Bronfragment
De aangekondigde tariefverlaging van de vennootschapsbelasting, gefaseerd, met 4%, waardoor de tarieven uitkomen op 16% respectievelijk 21%, wordt gecompenseerd met een verdere beperking van de afschrijving van ondernemingsvastgoed (niet meer dan tot op 100% van de WOZ-waarde in plaats van 50% van de WOZ-waarde). Hiermee zal de fiscale afschrijving op vastgoed weer verder uit de pas gaan lopen met de afschrijving in de vennootschappelijke jaarrekening.
De Wet DBA
De Wet Deregulering Beoordeling Arbeidsrelaties (Wet DBA) die op 1 mei 2016 is ingevoerd, heeft ook in het jaar 2017 tot enorm veel publiciteit, commotie en een eindeloze stoet aan Kamervragen geleid.4 Het geheel mondde uiteindelijk uit in een besluit van de staatssecretaris om de handhaving van de wet op te schorten tot 1 januari 20185 respectievelijk 1 juli 20186, met uitzondering van gevallen waar het zogenoemde kwaadwillenden betreft. Daarvan had de staatssecretaris eind april 2017 er overigens nog maar tien van in het vizier ( ). De Belastingdienst is druk in de weer met het beoordelen van grote aantallen modelovereenkomsten. En opdrachtgevers klagen dat zij geen overeenkomsten met zzp’ers meer durven te sluiten, uit angst later geconfronteerd te worden met een naheffing loonheffing inclusief belastingrente en boetes. Dit, nu de beschermende paraplu van de VAR is weggevallen.
De staatssecretaris volstaat met op te merken dat de criteria voor de beoordeling of sprake is van een dienstbetrekking in vele tientallen jaren niet zijn veranderd. Kernbegrip in de praktijk is de vraag of ter zake sprake is van een gezagsverhouding. Maar het is evident dat de maatschappij is veranderd, en dat er allerlei vormen van arbeidsrelaties en arbeidsverhoudingen zijn ontstaan. Terwijl het daarnaast ook duidelijk is dat er onder de enorme aantallen zzp’ers ook een deel te kwalificeren is als schijn-zzp’er. De Belastingdienst heeft daarnaast vele jaren niet gehandhaafd, de vakbeweging heeft de enorme groei aan zzp’ers niet tegengehouden en de werkgevers zagen daarin een makkelijk manier om onder de regels van de ontslagbescherming en de werknemersverzekeringen uit te komen. En aan de onderkant van de zzp-markt zijn grote groepen mensen nu niet verzekerd tegen ziekte, arbeidsongeschiktheid en verlies aan inkomen, terwijl zij bovendien geen pensioen opbouwen. Op termijn lijkt een nieuwe armoedegolf onafwendbaar. De problematiek van de arbeidsrelaties, zowel fiscaal- als arbeidsrechtelijk, is erg complex. Ik zou menen dat dit om een oplossing vraagt waaraan alle marktdeelnemers, de politiek, werkgevers- en werknemersorganisaties, belangenorganisaties en betrokkenen meewerken.

Getoonde records
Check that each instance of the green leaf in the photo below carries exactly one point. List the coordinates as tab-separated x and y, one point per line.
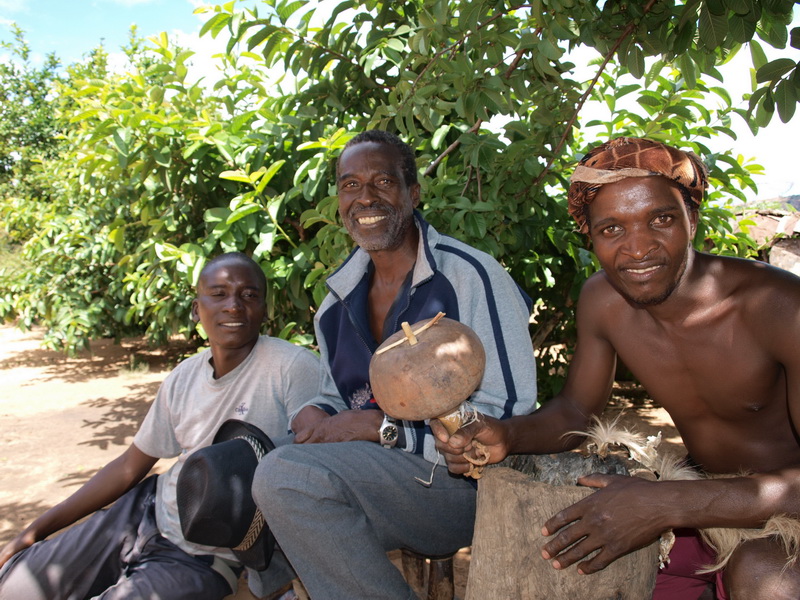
635	61
775	69
713	28
786	100
236	176
757	54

Wat je doet
1. Noem alle risico's waartegen grote groepen mensen aan de onderkant van de zzp-markt volgens het bronfragment nu niet verzekerd zijn.
2. Geef alsjeblieft het deel van het bronfragment terug dat opent met de woorden waarin "De aangekondigde tariefverlaging" staat en sluit met "de vennootschappelijke jaarrekening.".

Verwachte antwoorden
1. Ziekte, arbeidsongeschiktheid en verlies aan inkomen.

2.
De aangekondigde tariefverlaging van de vennootschapsbelasting, gefaseerd, met 4%, waardoor de tarieven uitkomen op 16% respectievelijk 21%, wordt gecompenseerd met een verdere beperking van de afschrijving van ondernemingsvastgoed (niet meer dan tot op 100% van de WOZ-waarde in plaats van 50% van de WOZ-waarde). Hiermee zal de fiscale afschrijving op vastgoed weer verder uit de pas gaan lopen met de afschrijving in de vennootschappelijke jaarrekening.